**** Excerpted passage

DES MOINES – A new report makes a compelling case for investing in the early years of a child’s life.

The report, from the Annie E. Casey Foundation, titled “The First Eight Years: Giving Kids a Foundation for Lifetime Success,” documents the decades of brain and child development research show that kids who enter kindergarten with below-average language and cognitive skills can catch up — but only if they are physically healthy and have strong social and emotional skills.

The report details how a child’s early development across critical areas of well-being is essential to make the effective transition into elementary school and for long-term school success. According to a newly released analysis of the Early Childhood Longitudinal study that began to track 13,000 children who were in kindergarten in 1998-99, by third grade, only 36 percent of children were on track in cognitive knowledge and skills, 56 percent in their physical well-being, 70 percent in their social and emotional growth and 74 percent in their level of school engagement.

The analysis shows that just 19 percent of third-graders in families with income below 200 percent of the poverty level and 50 percent of those in families with incomes above that level had developed age-appropriate cognitive skills. This picture is particularly troubling for children of color, with 14 percent of black children and 19 percent of Hispanic children on track in cognitive development. Children who don’t meet these key developmental milestones often struggle to catch up in school and graduate on time and are less likely to achieve the kind of economic success and stability necessary to support a family themselves.

To prepare all of America’s children for success, the report sets forth three broad policy recommendations:

  • Support parents so they can effectively care and provide for their children. States and the federal government should make it easier for parents to navigate the array of programs that can help families by aligning and streamlining benefits packages. Children also benefit when their parents have opportunities to gain education and skills, and when their parents have well-paying, good jobs and the chance to build a career.

********

> **What to work on**
• A. In the passage on the early childhood report, what share of children were on track in cognitive knowledge and skills by third grade?
• B. Extend the passage on the early childhood report, picking up right after its last sentence.

**** Data rows

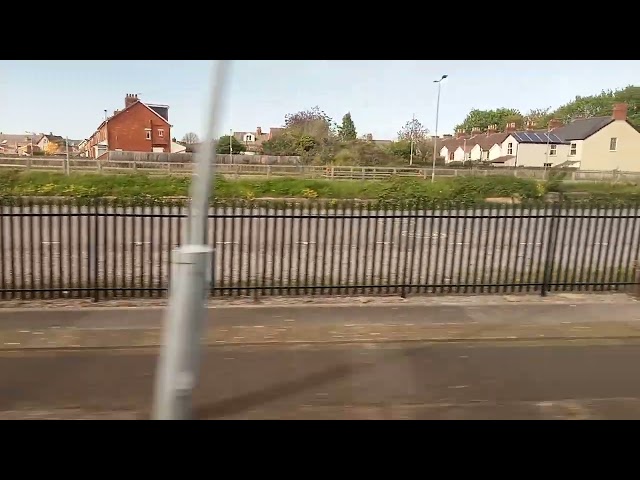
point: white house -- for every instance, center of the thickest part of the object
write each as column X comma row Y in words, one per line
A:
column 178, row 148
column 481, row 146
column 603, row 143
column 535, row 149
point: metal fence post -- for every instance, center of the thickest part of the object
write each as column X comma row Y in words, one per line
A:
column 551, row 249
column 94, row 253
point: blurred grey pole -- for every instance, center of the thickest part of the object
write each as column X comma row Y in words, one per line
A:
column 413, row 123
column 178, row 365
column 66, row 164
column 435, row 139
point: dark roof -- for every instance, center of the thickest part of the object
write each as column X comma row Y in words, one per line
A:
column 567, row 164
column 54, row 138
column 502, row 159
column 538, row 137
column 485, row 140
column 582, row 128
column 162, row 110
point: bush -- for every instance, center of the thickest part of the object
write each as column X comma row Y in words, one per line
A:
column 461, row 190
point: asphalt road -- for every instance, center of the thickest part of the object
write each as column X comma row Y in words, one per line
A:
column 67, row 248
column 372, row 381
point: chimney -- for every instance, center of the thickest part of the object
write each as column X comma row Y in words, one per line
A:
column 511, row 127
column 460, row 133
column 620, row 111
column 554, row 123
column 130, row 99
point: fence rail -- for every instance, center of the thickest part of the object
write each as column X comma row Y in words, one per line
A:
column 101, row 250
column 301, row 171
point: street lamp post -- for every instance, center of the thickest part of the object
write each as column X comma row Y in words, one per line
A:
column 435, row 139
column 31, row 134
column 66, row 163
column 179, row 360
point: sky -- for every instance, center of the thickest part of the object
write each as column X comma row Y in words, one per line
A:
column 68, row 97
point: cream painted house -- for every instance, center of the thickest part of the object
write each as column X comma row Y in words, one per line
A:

********

> **Set of answers**
• A. 36 percent.

• B.
  • Increase access to high-quality birth-through-age-8 programs, beginning with investments that target low-income children. The report urges states to adopt Early Learning and Development Standards that set clear expectations for child development. Investing to ensure that all children reach important benchmarks, such as grade-level reading proficiency by third grade, will pay long term dividends. In addition to having high-quality care and education for all kids, states should ensure access to affordable and comprehensive health care with timely screenings that can catch disabilities or developmental delays in young children.
  • Develop comprehensive, integrated programs and data systems to address all aspects of children’s development and support their transition to elementary school and related programs for school-age children. States should use consistent measures of child development that provide broad assessments of well-being, including progress across key aspects of development. Coordinated educational efforts should use transition planning models that help children move successfully through the birth-through-8 system.